■ Polecenie ■
Proszę przepisać cały poniższy materiał słowo w słowo, bez żadnych zmian.

■ Blok danych ■

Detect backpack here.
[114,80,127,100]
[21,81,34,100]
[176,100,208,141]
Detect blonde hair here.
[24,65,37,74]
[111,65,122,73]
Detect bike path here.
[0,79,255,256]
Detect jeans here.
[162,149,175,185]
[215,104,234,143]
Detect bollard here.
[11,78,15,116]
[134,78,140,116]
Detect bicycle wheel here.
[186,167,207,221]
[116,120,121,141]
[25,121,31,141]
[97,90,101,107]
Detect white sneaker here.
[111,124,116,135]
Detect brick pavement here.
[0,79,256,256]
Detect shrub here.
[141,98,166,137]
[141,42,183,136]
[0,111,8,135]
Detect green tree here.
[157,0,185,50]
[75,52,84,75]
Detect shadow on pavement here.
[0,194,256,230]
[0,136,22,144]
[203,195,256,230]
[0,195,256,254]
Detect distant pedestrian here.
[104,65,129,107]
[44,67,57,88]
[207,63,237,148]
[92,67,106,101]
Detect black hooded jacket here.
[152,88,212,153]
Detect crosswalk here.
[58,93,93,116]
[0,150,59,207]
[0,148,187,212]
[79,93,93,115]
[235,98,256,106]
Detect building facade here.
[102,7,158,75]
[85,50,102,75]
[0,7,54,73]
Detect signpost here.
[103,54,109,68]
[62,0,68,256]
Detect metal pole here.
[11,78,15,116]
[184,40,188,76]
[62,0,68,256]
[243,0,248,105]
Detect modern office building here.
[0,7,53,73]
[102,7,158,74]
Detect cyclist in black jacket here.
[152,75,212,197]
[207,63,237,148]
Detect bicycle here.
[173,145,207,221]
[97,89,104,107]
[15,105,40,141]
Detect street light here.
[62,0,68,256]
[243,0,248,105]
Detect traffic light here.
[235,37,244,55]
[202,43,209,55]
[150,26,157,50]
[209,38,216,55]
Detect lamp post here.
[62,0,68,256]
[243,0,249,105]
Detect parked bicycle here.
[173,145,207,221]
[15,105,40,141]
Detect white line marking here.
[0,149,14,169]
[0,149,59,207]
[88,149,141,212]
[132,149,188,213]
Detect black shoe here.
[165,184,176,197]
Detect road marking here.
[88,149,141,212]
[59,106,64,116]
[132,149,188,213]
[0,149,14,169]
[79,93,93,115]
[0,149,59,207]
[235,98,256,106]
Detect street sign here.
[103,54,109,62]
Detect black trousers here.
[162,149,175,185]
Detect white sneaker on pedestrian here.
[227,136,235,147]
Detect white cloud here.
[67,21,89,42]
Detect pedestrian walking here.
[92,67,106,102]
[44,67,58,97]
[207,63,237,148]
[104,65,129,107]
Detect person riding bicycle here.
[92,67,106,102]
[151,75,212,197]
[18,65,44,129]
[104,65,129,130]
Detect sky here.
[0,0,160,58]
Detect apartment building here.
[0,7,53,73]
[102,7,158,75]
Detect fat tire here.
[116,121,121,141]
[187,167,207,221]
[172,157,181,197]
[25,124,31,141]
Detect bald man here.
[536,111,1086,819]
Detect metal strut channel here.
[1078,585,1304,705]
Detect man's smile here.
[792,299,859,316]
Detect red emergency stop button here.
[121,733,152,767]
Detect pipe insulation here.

■ Odpowiedź do zadania ■
Detect backpack here.
[114,80,127,100]
[21,81,34,100]
[176,100,208,141]
Detect blonde hair here.
[24,65,37,74]
[111,65,122,73]
Detect bike path here.
[0,79,255,256]
Detect jeans here.
[162,149,175,185]
[215,104,234,143]
Detect bollard here.
[11,78,15,116]
[134,78,140,116]
Detect bicycle wheel here.
[186,167,207,221]
[116,120,121,141]
[25,121,31,141]
[97,90,101,107]
Detect white sneaker here.
[111,124,116,135]
Detect brick pavement here.
[0,79,256,256]
Detect shrub here.
[141,98,166,137]
[141,42,183,136]
[0,111,8,135]
Detect green tree here.
[157,0,185,50]
[75,52,84,75]
Detect shadow on pavement here.
[0,194,256,230]
[0,136,22,144]
[203,195,256,230]
[0,195,256,254]
Detect distant pedestrian here.
[104,65,129,107]
[44,67,57,88]
[207,63,237,148]
[92,67,106,101]
Detect black hooded jacket here.
[152,88,212,153]
Detect crosswalk here.
[58,93,93,116]
[0,150,59,207]
[0,148,187,212]
[79,93,93,115]
[235,98,256,106]
Detect building facade here.
[102,7,158,75]
[85,50,102,75]
[0,7,54,73]
Detect signpost here.
[103,54,109,68]
[62,0,68,256]
Detect metal pole here.
[11,78,15,116]
[184,40,188,76]
[62,0,68,256]
[243,0,248,105]
Detect modern office building here.
[0,7,53,73]
[102,7,158,74]
Detect cyclist in black jacket here.
[152,75,212,197]
[207,63,237,148]
Detect bicycle here.
[173,145,207,221]
[97,89,104,107]
[15,105,40,141]
Detect street light here.
[62,0,68,256]
[243,0,248,105]
Detect traffic light here.
[235,37,244,55]
[202,43,209,55]
[150,26,157,50]
[209,38,216,55]
Detect lamp post here.
[62,0,68,256]
[243,0,249,105]
Detect parked bicycle here.
[173,145,207,221]
[15,105,40,141]
Detect white line marking here.
[0,149,14,169]
[0,149,59,207]
[88,149,141,212]
[132,149,188,213]
Detect black shoe here.
[165,184,176,197]
Detect road marking here.
[88,149,141,212]
[59,106,64,116]
[132,149,188,213]
[0,149,14,169]
[79,93,93,115]
[0,149,59,207]
[235,98,256,106]
Detect street sign here.
[103,54,109,62]
Detect black trousers here.
[162,149,175,185]
Detect white sneaker on pedestrian here.
[227,136,235,147]
Detect white cloud here.
[67,21,89,42]
Detect pedestrian walking here.
[92,67,106,102]
[44,67,58,97]
[207,63,237,148]
[104,65,129,107]
Detect person riding bicycle here.
[92,67,106,102]
[151,75,212,197]
[18,65,44,129]
[104,65,129,130]
Detect sky here.
[0,0,160,58]
Detect apartment building here.
[0,7,53,73]
[102,7,158,75]
Detect fat tire here.
[116,121,121,141]
[187,167,207,221]
[172,157,181,197]
[25,124,31,141]
Detect bald man here.
[536,111,1086,819]
Detect metal strut channel here.
[1078,585,1304,705]
Detect man's smile here.
[792,299,859,316]
Detect red emergency stop button here.
[121,733,152,767]
Detect pipe insulation here.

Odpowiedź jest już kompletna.